◆ TEXTAUSZUG

DER FLUSS DER ZEIT IST KEIN FLIESSBAND
Die Pflicht zur Faulheit
Von THIERRY PAQUOT *
Die Revolutionäre von 1848 kämpften für das Recht auf Arbeit, für die Anerkennung dieser ganz besonderen Zeit, die eine ebenfalls ganz besondere Person, der Proletarier, gegen Lohn an seinen Unternehmer verkaufte. Noch bevor der 1. Mai im Jahr 1886, im Gedenken an blutig niedergeschlagene Kundgebungen in Chicago, zur festen Einrichtung wurde, ehrte Jean-Baptiste André Godin, ein linker, von Charles Fourier1 beeinflußter Unternehmer und Theoretiker der „sozialen Lösungen“, an jedem ersten Sonntag im Mai die Arbeit und die Arbeiter.
Bei Linken wie Rechten galt die Arbeit zu jener Zeit als eine Tugend, die dem innerlich zerrissenen oder aus der Gemeinschaft herausgefallenen einzelnen ermöglichte, sich wieder einzugliedern, sich sittlich zu erheben und auf jenen weisen biblischen Grundsatz zu besinnen, der freilich immer noch wie ein Fluch klingt: „Im Schweiße deines Angesichts sollst du dein Brot essen!“ Immerhin verweist das Wort „travail“ (dt. Arbeit; von lateinisch „trepalium“) etymologisch auf ein Folterinstrument.
Im sozioökonomischen Kontext der Industrialisierung und der aus ihr entstehenden Arbeitsteilung erscheint die Arbeit als das beste Mittel, einen Platz – einen eigenen Platz – in der Gesellschaft zu finden. Nach und nach setzte sich die Ideologie der Arbeit in den Köpfen der Menschen fest und wurde zum Maß aller Dinge. Wehe dem, der die Spielregeln nicht beachtete, der vagabundierte, flanierte und schmarotzte! Er beging Arbeitsbeleidigung, er galt als Wilder, als Deserteur aus den Reihen der industriellen Armee, als Agent provocateur jenes sogenannten natürlichen Feindes, der Faulheit, die, zu einer Tür hinausgejagt, zur anderen wieder hereinkommt. Faulheit, damit war alles gesagt – voll Abscheu bei den Stachanowisten avant la lettre und mit genießerischem Zungenschnalzen bei den Lebenskünstlern, diesen zügellosen und zweifelhaften Erben Epikurs2 .

◆ DATENAUSZUG
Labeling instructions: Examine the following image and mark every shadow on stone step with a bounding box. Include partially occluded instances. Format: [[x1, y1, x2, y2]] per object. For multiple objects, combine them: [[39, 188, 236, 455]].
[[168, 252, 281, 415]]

◆ DIE AUFGABE
Gib den Abschnitt des Textauszugs, der mit den Worten „Bei Linken wie“ beginnt und mit „auf ein Folterinstrument.“ endet, noch einmal wieder und ersetze darin „Tugend“ durch „Pflicht“.

◆ ERGEBNIS
Bei Linken wie Rechten galt die Arbeit zu jener Zeit als eine Pflicht, die dem innerlich zerrissenen oder aus der Gemeinschaft herausgefallenen einzelnen ermöglichte, sich wieder einzugliedern, sich sittlich zu erheben und auf jenen weisen biblischen Grundsatz zu besinnen, der freilich immer noch wie ein Fluch klingt: „Im Schweiße deines Angesichts sollst du dein Brot essen!“ Immerhin verweist das Wort „travail“ (dt. Arbeit; von lateinisch „trepalium“) etymologisch auf ein Folterinstrument.